__WHAT IS NEEDED__:
The reply should contain all of the data below, word for word.

__DATA LISTING__:
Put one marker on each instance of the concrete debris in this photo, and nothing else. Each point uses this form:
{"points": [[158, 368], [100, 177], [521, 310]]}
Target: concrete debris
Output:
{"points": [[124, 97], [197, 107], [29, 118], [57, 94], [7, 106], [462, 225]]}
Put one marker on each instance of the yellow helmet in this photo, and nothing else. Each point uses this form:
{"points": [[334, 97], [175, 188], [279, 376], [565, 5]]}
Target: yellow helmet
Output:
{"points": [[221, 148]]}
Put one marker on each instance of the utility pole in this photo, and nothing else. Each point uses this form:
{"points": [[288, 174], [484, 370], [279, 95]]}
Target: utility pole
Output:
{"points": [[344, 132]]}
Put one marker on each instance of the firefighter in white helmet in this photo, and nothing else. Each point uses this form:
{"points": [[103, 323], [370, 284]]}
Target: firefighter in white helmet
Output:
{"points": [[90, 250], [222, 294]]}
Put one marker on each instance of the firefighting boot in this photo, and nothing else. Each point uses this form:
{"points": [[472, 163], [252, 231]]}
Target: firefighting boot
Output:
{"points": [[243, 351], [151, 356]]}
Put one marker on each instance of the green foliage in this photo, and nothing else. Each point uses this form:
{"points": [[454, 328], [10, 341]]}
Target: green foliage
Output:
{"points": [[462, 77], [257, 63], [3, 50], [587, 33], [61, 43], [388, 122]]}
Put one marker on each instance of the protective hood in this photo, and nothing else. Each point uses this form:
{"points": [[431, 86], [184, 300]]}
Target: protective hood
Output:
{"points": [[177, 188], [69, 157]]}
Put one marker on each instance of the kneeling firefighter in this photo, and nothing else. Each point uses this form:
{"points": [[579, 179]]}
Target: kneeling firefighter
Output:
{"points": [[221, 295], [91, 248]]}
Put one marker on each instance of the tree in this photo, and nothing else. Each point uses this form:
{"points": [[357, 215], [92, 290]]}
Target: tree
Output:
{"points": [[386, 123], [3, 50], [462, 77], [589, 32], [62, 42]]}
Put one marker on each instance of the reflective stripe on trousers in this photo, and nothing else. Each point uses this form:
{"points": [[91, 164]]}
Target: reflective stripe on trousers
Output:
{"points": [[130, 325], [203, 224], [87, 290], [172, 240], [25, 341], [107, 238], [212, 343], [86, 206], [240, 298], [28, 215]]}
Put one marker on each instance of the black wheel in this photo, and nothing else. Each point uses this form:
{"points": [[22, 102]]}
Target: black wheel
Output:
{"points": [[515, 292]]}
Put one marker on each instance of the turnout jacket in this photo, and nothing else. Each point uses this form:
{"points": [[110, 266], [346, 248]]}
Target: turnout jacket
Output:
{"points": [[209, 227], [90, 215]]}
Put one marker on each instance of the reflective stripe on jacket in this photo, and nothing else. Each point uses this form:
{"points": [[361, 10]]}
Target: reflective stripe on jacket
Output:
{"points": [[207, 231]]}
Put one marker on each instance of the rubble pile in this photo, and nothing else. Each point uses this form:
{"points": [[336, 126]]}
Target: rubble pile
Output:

__ANSWER SPACE__:
Put one marker on each instance of the concrete debris in this photo, and nothing else. Each point uses this form:
{"points": [[158, 368], [100, 177], [521, 310]]}
Target: concrete debris
Output:
{"points": [[124, 97], [197, 107], [29, 118], [57, 94], [7, 106], [462, 225]]}
Put one marker on each instance of the yellow helmet in this photo, and nothing else. Each point uses this form:
{"points": [[334, 97], [175, 188], [279, 376], [565, 5]]}
Target: yellow helmet
Output:
{"points": [[221, 148]]}
Put one marker on each instance of the utility pole in this photo, and nothing else. Each point uses this form:
{"points": [[288, 174], [484, 370], [279, 95]]}
Target: utility pole
Output:
{"points": [[344, 132]]}
Put one marker on each instance of the firefighter in white helmet in this photo, and nothing else. Each point uses this form:
{"points": [[103, 323], [370, 284]]}
Target: firefighter in white helmet
Output:
{"points": [[90, 250], [222, 294]]}
Put one marker on each instance of the firefighting boot in this photo, and nothing else. Each point uses this form:
{"points": [[472, 163], [252, 231]]}
Target: firefighting boot
Output:
{"points": [[243, 351], [151, 356]]}
Put one marker on each instance of the green foliage in this photo, and nothing else. Each point uses this form:
{"points": [[454, 328], [10, 341]]}
Target: green foliage
Output:
{"points": [[462, 77], [257, 63], [3, 50], [587, 33], [61, 43], [388, 122]]}
Put one marker on each instance of the protective hood in this photo, and nothing else. Each point uses this form:
{"points": [[431, 86], [184, 300]]}
Target: protective hood
Output:
{"points": [[177, 188], [69, 157]]}
Put one marker on each instance of the kneeling firefighter in this photo, and nothing else. Each point uses this form:
{"points": [[579, 179]]}
Target: kneeling firefighter
Output:
{"points": [[221, 295], [91, 248]]}
Put one marker on each instance of the tree in this photo, and nothing else. Each point uses this form:
{"points": [[357, 215], [92, 290]]}
Target: tree
Output:
{"points": [[386, 123], [3, 50], [462, 77], [589, 32], [62, 42]]}
Put one marker on each instance of the reflective stripe on trousers in this photo, and nothing else. Each point uses this form:
{"points": [[91, 164]]}
Target: reflective stripe on trousers
Output:
{"points": [[130, 325], [203, 224], [87, 290], [172, 240], [25, 341], [107, 238], [212, 343], [86, 206], [240, 298], [28, 215]]}
Put one marker on each instance of the black wheel in this photo, and nothing else. Each point uses this form:
{"points": [[22, 102]]}
Target: black wheel
Output:
{"points": [[515, 292]]}
Put one marker on each instance of the turnout jacket in this photo, and nothing else. Each point uses this form:
{"points": [[110, 266], [346, 248]]}
Target: turnout jacket
Output:
{"points": [[209, 227], [90, 215]]}
Put one marker on each instance of the reflective stripe on jacket in this photo, and nothing else. Each point uses this form:
{"points": [[361, 10]]}
Target: reflective stripe on jacket
Output:
{"points": [[207, 231]]}
Put one marker on each instance of the rubble pile in this photo, and nothing else. Each point uses this form:
{"points": [[336, 126]]}
Target: rubble pile
Output:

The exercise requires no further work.